To be done>
Please list every line in the data below that contains the word "dried", copying each of those lines in full.
--- Begin Data for this exercise ---
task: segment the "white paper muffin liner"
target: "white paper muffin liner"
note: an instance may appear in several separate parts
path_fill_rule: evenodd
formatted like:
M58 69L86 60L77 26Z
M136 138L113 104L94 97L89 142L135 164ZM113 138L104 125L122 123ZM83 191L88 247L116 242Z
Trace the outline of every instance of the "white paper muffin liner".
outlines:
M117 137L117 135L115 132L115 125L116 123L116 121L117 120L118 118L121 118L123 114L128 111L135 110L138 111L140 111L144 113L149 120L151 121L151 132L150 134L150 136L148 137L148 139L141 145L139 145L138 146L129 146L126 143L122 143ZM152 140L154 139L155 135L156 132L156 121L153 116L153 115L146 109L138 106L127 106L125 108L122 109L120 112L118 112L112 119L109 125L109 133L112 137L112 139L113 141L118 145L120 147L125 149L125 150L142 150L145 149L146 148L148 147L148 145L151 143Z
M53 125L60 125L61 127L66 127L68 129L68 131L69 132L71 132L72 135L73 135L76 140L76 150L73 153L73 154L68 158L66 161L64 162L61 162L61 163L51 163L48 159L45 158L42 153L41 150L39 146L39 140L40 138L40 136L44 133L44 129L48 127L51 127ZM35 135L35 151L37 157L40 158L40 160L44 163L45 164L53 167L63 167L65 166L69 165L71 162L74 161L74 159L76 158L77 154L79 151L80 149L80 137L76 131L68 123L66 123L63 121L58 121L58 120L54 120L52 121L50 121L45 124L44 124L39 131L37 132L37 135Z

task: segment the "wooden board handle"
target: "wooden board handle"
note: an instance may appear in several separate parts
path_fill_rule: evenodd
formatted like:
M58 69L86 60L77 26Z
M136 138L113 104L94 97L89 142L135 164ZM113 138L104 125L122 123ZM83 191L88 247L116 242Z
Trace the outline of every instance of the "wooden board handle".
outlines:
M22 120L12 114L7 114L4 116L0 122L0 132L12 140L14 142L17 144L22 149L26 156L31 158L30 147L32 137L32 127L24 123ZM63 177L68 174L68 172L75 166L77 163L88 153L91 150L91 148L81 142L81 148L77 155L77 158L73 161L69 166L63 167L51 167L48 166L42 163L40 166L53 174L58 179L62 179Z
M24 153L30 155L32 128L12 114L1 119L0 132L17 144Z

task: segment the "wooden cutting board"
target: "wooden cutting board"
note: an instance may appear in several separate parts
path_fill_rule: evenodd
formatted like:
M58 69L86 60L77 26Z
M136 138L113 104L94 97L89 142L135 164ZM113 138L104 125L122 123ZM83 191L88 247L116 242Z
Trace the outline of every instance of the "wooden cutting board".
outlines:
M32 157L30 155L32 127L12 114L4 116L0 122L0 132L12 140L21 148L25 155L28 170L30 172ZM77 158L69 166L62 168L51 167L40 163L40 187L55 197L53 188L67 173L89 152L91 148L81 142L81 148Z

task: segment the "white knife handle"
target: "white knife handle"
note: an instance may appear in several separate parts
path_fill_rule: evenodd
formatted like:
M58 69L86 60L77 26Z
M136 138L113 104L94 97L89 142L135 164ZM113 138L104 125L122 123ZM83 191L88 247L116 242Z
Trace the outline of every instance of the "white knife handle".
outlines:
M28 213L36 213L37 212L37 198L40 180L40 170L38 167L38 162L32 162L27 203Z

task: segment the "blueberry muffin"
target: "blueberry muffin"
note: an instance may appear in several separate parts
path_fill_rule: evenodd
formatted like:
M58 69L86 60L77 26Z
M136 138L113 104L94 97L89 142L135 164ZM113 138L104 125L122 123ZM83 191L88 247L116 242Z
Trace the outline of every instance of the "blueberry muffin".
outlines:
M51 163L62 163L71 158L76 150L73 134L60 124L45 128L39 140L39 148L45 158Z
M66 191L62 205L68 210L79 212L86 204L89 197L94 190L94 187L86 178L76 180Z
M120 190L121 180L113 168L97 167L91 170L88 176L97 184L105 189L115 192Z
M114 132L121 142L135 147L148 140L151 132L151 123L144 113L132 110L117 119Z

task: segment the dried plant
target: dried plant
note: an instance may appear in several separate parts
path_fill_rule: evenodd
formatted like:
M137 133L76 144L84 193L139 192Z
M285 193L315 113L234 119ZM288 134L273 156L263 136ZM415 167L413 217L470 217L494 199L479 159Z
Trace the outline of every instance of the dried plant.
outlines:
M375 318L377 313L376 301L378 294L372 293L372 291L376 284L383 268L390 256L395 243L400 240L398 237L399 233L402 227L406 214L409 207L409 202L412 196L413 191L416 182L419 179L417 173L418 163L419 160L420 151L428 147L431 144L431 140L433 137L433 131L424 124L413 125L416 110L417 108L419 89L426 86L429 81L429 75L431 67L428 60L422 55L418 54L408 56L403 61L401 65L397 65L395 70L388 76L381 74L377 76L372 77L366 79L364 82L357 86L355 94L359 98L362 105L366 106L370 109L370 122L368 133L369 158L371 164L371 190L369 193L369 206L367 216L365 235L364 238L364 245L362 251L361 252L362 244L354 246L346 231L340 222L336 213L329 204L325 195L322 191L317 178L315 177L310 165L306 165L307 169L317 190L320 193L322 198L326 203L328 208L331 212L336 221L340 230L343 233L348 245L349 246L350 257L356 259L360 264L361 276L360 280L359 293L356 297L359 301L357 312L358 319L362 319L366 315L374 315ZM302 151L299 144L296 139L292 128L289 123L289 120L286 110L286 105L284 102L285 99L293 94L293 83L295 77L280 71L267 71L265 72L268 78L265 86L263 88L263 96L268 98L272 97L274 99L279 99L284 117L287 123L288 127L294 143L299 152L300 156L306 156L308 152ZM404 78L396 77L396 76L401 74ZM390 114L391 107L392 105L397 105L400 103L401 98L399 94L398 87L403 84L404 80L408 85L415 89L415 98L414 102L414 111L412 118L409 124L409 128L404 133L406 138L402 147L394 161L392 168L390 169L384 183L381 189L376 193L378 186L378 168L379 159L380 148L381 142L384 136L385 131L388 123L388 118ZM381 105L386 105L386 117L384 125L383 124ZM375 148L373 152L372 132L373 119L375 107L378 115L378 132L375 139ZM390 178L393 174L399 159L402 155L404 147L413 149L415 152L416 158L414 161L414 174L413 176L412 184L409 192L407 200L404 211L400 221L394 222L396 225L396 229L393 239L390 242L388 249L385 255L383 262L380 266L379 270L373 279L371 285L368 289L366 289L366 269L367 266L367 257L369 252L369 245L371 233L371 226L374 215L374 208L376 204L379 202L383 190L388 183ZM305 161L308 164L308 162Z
--- End Data for this exercise ---
Response below>
task: segment the dried plant
target: dried plant
Trace the outline of every instance of the dried plant.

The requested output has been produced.